◆ Your objective ◆
Your answer is the line containing "[(835, 471), (337, 666)]" plus every line after it to the end of the data below, transcribed exactly and with nothing else.

Referring expression data
:::::

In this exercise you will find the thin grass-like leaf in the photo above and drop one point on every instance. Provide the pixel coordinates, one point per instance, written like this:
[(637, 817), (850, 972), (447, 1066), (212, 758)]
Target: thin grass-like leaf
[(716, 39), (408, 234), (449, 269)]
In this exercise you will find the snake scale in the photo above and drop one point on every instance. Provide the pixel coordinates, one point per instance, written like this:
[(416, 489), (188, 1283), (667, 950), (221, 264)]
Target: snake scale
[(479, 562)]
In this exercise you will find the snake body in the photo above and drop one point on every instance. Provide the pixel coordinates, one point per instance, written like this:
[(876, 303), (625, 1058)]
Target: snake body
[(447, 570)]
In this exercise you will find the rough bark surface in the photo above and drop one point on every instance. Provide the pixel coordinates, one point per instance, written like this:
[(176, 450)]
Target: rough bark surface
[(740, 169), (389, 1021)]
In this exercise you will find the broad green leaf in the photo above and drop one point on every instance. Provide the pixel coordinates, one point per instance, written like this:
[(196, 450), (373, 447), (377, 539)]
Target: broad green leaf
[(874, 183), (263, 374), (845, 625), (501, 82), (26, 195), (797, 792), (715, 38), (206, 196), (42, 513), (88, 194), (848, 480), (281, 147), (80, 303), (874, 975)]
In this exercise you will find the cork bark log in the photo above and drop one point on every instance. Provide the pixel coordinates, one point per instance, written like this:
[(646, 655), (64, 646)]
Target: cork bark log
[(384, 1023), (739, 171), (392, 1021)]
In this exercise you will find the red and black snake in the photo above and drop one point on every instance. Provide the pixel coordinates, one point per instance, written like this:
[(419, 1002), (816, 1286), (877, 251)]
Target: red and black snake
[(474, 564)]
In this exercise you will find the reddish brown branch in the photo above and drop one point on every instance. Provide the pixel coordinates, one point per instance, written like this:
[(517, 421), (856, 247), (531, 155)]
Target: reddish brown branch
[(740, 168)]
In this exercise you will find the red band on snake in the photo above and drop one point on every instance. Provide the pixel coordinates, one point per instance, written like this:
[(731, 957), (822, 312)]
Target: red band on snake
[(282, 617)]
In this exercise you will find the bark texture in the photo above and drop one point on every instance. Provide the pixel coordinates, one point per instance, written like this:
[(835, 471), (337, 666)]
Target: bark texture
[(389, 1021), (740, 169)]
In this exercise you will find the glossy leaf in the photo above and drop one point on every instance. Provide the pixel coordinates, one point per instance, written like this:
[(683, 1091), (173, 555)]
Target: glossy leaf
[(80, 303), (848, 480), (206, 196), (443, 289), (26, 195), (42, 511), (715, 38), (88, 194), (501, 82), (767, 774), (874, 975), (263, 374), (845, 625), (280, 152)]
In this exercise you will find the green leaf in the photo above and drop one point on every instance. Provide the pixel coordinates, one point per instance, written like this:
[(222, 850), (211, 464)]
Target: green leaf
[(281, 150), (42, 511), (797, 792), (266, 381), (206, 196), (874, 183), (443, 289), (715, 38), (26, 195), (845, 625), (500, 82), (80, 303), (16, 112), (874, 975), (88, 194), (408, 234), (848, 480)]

:::::

◆ Problem solution ◆
[(835, 471), (337, 666)]
Target: bark texture
[(389, 1021), (740, 169)]
In this exercise you will find the glossy leaf in the photo above and drop one point on every instance. Provide the pixel coordinates, one point per instance, written like this:
[(683, 1091), (173, 555)]
Target: glossy leaf
[(80, 303), (848, 480), (206, 196), (443, 289), (26, 195), (42, 511), (715, 38), (88, 194), (501, 82), (767, 774), (874, 975), (263, 374), (845, 625), (280, 152)]
In this exercise you will find the green leaf in the photo above and drop one point on every instance. Provide the pixel coordinates, one point per instance, written like this:
[(222, 850), (211, 464)]
Target: green leaf
[(281, 150), (42, 511), (797, 792), (266, 381), (206, 196), (874, 183), (443, 289), (715, 38), (26, 195), (845, 625), (500, 82), (80, 303), (16, 112), (874, 975), (88, 194), (408, 234), (848, 480)]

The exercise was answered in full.